- [Task requirements] Record by record, write out the listing word for word while omitting pictures.

**** Dataset records

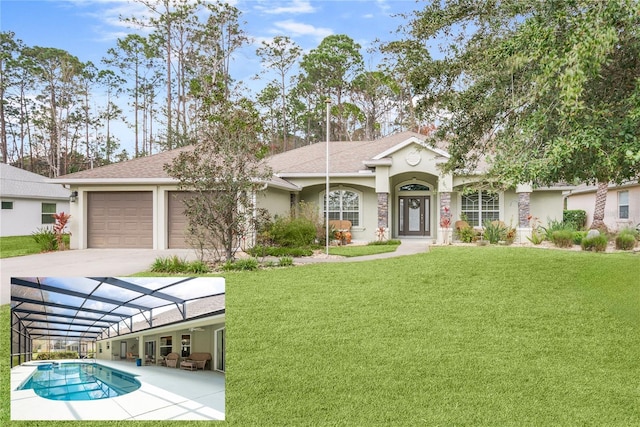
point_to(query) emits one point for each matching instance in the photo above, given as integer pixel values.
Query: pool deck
(165, 394)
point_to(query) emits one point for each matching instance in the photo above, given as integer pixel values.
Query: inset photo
(118, 348)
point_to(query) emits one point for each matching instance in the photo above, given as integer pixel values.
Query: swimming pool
(79, 381)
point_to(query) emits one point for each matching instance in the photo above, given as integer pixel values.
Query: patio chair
(195, 361)
(172, 360)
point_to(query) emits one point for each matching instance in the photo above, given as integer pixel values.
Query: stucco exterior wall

********

- [Answer section]
point_to(query) emits one point for each matching instance in the photo above, given as integer pixel values.
Query: pool deck
(165, 394)
point_to(query) emits one point for each matching instance in the photo above, given as integer pixel values.
Query: inset photo
(118, 348)
point_to(query) emits one point for each matching instance in the photo above, given as integer pixel values.
Query: swimming pool
(79, 381)
point_to(query) emits one point for each matching instance in the photo above, given as integer pixel values.
Query: patio chair
(195, 361)
(172, 360)
point_to(query) emits one point for each matching instance in the photo above, given as integer pixel values.
Query: stucco exterior wall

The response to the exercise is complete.